▸ Work instruction 1
Using the LIC Dhan Varsha article, decide whether each statement below agrees with it. Answer yes or no for each, and quote the deciding words. (a) The plan stays on the market until March 31, 2023. (b) The plan is linked to other plans or participants. (c) A loan may be obtained under the plan during the policy.
▸ Work instruction 2
Quote the LIC Dhan Varsha article from "Life Insurance Corporation" up to and including "March 31, 2023.".
▸ Work instruction 3
Extend the LIC Dhan Varsha article, starting after its final sentence.
Start of Page extract
LIC new policy: Invest once and get twice as high return, check all features

Written By DNA Web Team | Updated: Oct 19, 2022, 07:32 AM IST

LIC Dhan Varsha: During the course of the policy, a loan may also be obtained under this plan.

Life Insurance Corporation (LIC) has introduced the "LIC Dhan Varsha" programme.This individual savings life insurance plan provides protection and savings and is not linked to any other plans or participants. 
 
LIC Dhan Varsha plan offers financial help to the family in the terrible event that the life assured passes away during the period of the policy. According to a statement from LIC, it also guarantees a lump sum payment for the living life assured on the date of maturity. This close-ended plan would remain on the market until March 31, 2023.
 
According to the LIC website, the plan will be available for both Non-medical and medical schemes depending on total Non-medical limit, age and chosen sum assured. (Also Read: Dhanteras 2022: How to buy digital gold through Paytm and Google Pay, here’s step-by-step guide)
 
Here are a few benefits that’s under the LIC Dhan Varsha plan:
 
Death benefits:
According to LIC, the "Sum Assured on Death" and accrued guaranteed additions will be the death benefit payable in the event that the life assured passes away within the policy term following the date on which risk first became a concern but before to the policy's maturity date.
 
Benefit of maturity:
"Basic Sum Assured" and accrued guaranteed additions will be payable on life assured surviving the designated date of maturity.
End of Page extract
Start of Data for review
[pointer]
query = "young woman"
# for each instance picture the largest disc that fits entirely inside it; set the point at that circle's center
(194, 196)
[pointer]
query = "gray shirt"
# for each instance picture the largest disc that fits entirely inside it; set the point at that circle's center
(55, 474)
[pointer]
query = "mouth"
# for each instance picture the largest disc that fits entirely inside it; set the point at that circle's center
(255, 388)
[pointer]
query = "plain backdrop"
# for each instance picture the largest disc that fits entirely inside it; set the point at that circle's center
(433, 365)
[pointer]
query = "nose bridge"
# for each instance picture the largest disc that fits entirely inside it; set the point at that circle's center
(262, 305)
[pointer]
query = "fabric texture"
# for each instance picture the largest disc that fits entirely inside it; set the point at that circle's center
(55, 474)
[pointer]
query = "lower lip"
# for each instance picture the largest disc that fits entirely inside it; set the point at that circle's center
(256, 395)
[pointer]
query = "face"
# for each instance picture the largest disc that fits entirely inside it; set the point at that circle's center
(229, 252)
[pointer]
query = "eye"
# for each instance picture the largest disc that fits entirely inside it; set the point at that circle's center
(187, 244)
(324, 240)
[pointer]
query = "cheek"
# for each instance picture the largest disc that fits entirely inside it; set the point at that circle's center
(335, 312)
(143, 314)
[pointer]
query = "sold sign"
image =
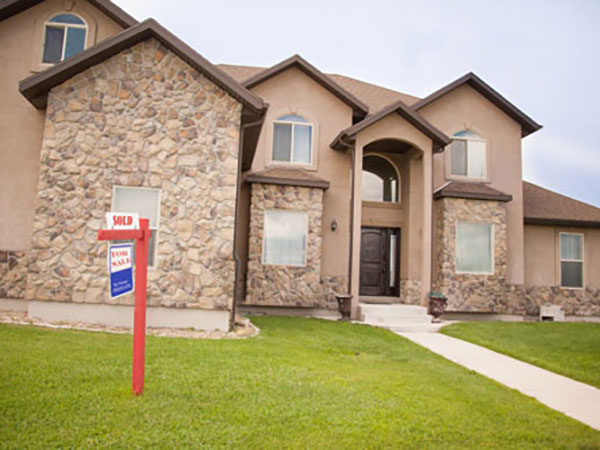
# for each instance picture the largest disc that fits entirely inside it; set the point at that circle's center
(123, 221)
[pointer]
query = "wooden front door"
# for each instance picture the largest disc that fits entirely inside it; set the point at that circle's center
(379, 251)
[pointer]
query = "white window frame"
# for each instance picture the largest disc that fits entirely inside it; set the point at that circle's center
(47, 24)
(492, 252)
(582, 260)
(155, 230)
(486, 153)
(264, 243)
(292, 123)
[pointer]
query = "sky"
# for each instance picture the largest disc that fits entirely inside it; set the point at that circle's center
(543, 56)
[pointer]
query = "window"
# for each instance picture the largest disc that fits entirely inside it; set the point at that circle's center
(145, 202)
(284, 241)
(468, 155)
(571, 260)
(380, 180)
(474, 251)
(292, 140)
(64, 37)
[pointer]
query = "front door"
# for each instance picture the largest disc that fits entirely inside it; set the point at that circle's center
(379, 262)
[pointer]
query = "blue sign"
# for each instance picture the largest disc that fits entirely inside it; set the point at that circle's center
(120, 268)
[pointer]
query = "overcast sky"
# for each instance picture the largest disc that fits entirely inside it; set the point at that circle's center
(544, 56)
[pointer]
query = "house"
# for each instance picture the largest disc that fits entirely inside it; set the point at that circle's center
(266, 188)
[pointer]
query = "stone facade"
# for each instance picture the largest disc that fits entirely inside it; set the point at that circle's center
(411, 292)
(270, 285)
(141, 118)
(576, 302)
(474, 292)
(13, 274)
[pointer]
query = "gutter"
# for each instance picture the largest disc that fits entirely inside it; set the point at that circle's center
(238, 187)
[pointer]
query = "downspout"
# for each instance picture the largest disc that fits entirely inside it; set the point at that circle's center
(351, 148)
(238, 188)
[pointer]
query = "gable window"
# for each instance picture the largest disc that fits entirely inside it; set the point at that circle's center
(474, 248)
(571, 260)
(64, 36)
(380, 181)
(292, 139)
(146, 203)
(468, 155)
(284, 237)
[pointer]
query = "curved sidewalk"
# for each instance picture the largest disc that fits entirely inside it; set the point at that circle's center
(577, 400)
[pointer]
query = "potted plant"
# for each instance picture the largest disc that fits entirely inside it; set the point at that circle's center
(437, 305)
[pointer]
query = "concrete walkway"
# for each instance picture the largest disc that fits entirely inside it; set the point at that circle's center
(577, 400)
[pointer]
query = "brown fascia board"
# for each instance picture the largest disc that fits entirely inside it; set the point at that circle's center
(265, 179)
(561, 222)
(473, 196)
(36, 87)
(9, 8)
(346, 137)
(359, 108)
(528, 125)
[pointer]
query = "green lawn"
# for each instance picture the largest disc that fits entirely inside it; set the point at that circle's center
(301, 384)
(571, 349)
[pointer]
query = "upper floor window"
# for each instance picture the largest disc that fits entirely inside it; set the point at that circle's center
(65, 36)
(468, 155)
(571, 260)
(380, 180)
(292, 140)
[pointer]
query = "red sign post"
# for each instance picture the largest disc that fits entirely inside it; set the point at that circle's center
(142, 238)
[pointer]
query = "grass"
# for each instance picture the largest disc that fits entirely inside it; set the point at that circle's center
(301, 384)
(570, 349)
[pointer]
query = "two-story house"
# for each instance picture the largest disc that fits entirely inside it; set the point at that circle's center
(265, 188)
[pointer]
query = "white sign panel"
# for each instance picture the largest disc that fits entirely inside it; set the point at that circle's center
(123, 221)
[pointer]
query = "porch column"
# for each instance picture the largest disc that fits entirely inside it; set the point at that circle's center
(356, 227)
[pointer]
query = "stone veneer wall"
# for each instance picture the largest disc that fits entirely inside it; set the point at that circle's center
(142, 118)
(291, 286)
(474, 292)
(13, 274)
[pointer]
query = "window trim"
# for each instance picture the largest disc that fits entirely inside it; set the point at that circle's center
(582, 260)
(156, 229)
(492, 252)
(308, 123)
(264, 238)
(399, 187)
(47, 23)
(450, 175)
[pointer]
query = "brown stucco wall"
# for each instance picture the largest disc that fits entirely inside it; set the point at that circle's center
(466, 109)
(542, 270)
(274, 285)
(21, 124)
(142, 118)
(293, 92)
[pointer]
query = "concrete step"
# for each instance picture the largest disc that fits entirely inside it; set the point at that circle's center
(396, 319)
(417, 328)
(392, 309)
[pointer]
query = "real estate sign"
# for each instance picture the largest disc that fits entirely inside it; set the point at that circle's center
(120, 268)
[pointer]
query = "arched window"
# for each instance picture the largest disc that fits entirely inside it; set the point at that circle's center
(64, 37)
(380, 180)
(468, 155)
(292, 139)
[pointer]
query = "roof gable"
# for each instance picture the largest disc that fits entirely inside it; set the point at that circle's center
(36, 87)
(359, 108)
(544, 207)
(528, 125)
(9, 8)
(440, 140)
End of Data for review
Start of Data for review
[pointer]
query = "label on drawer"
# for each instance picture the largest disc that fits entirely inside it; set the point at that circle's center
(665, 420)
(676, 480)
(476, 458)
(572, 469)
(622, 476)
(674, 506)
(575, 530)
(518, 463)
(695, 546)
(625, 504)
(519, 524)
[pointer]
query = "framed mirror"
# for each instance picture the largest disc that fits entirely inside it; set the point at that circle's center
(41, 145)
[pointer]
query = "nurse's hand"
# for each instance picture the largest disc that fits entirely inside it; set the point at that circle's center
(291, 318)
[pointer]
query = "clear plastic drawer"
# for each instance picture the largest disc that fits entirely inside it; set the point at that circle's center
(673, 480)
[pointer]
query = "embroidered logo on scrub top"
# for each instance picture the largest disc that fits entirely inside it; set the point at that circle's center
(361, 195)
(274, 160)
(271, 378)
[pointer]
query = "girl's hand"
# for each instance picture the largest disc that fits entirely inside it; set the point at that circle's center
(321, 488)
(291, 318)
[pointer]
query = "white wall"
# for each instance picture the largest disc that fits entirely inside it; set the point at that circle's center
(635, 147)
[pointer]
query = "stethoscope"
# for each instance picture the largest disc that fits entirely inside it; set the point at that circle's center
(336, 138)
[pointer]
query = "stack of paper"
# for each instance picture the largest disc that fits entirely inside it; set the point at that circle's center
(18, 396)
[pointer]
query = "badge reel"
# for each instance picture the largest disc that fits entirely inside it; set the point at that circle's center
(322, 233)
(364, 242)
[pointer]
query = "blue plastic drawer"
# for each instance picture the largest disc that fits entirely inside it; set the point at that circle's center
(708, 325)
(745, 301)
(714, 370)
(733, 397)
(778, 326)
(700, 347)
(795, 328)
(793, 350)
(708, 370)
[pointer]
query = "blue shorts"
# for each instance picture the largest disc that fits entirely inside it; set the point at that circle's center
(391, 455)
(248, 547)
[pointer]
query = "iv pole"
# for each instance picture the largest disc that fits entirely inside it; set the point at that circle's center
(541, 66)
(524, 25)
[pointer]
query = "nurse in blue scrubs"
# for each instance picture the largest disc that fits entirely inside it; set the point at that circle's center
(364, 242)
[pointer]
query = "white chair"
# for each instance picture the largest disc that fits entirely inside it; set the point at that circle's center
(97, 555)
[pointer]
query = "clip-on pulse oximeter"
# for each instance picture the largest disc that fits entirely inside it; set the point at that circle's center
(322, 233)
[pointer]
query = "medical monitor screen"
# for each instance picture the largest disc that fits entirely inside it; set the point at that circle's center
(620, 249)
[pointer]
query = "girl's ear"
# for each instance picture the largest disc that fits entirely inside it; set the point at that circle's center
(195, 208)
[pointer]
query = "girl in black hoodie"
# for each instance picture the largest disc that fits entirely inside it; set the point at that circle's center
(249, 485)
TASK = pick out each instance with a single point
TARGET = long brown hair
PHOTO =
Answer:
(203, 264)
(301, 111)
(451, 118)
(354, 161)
End of Data for review
▸ Task result 1
(a) Yes: "This close-ended plan would remain on the market until March 31, 2023."
(b) No: "is not linked to any other plans or participants"
(c) Yes: "During the course of the policy, a loan may also be obtained under this plan."

▸ Task result 2
Life Insurance Corporation (LIC) has introduced the "LIC Dhan Varsha" programme.This individual savings life insurance plan provides protection and savings and is not linked to any other plans or participants. 
 
LIC Dhan Varsha plan offers financial help to the family in the terrible event that the life assured passes away during the period of the policy. According to a statement from LIC, it also guarantees a lump sum payment for the living life assured on the date of maturity. This close-ended plan would remain on the market until March 31, 2023.

▸ Task result 3
Guaranteed additions:
The initial sum assured, the option selected, and the length of the policy term will all affect how much is guaranteed to be added on at the conclusion of each policy year. For example: In case the basic sum assured is from Rs. 1,25,000 to 2,45,000 then policy term 10 and 15 years for Rs. 1,25,000 will be 60 and 65 and for 2,45,000 it will be 25 and 30.
 
How to pay the premiums?
The policyholders can pay the premium in single payment mode only (lumpsum).
 
Can the policy be cancelled?
According to LIC, the policyholder may cancel the policy at any moment throughout the policy period.
 
"On surrender of the policy, the corporation shall pay the surrender value equal to the higher of guaranteed surrender value and special surrender value," it said.
 
The following will be the Guaranteed Surrender Value (GSV) payable under the policy:
  • 75 percent of the single premium for the first three years of the policy
  • 90 percent of the single premium afterwards
Taxes, additional premiums, and rider premiums, if applicable, are not included in the single premium mentioned above.
 
In addition, the surrender value of accrued Guaranteed Additions i.e. accrued Guaranteed Additions multiplied by GSV factor applicable to the accrued Guaranteed Additions, will also be payable, LIC said.